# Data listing
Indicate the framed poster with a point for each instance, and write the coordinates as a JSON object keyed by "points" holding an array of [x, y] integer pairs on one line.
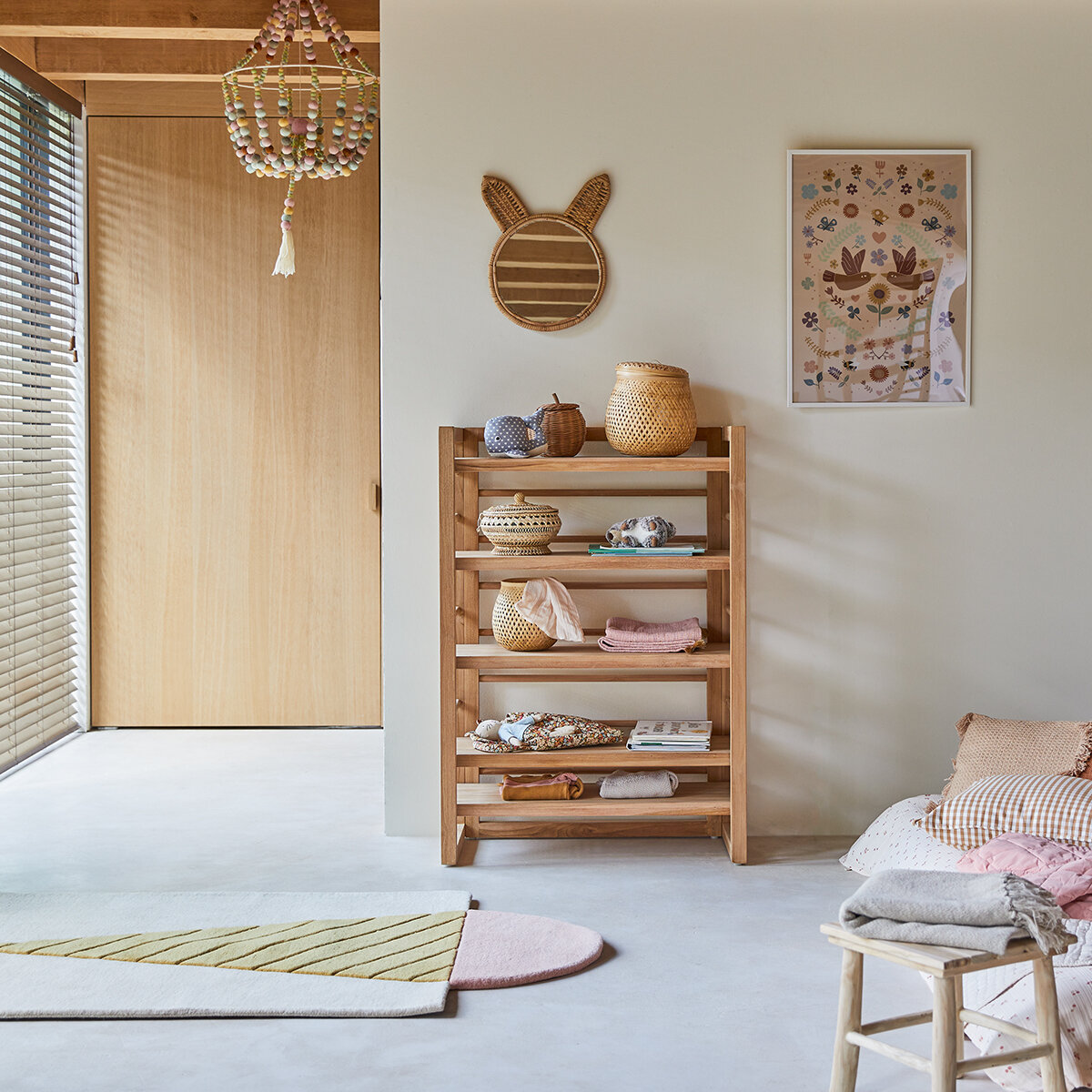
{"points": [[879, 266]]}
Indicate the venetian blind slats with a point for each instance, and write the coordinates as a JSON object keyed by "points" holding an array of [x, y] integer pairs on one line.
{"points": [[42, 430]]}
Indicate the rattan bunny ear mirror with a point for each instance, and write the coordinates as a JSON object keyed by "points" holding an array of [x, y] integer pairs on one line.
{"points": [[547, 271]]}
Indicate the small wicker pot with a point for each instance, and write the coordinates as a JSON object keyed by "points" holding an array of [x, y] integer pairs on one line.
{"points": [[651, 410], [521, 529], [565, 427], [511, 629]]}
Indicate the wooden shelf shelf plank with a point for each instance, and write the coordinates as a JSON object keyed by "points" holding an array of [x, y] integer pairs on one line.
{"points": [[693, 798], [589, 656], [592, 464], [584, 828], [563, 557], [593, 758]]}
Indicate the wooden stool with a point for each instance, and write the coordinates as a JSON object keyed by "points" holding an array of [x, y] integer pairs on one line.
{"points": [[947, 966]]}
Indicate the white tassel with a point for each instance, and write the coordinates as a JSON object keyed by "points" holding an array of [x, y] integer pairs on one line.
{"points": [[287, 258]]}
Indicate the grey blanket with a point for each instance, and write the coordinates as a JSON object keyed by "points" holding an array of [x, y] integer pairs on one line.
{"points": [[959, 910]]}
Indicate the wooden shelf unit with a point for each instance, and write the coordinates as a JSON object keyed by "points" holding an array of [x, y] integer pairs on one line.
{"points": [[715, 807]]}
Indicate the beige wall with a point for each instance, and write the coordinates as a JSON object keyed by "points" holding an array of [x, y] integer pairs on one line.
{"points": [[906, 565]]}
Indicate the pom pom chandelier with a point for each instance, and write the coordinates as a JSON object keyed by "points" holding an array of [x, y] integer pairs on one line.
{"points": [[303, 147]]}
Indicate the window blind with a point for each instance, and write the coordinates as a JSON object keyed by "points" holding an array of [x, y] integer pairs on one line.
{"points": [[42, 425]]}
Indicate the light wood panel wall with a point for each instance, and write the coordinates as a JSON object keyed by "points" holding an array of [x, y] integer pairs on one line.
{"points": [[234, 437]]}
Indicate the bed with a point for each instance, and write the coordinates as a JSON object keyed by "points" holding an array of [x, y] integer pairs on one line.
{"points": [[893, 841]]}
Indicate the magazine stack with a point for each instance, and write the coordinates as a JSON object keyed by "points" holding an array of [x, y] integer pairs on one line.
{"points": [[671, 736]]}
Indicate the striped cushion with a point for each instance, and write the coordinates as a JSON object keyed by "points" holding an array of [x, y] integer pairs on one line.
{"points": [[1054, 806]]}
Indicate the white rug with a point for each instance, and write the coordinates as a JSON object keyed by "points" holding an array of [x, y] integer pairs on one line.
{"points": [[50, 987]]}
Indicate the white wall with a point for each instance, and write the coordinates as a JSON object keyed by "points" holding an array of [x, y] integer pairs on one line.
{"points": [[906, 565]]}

# What you will do
Reproduce the lines from the one containing "Indicate the white wall" through the end of the records, changing each coordinate in the answers by -34.

# Completed exercise
Indicate the white wall with a point for each instance, and write the coordinates as a JSON object keyed by "points" holding an array of [x, y] integer pairs on one line.
{"points": [[872, 531]]}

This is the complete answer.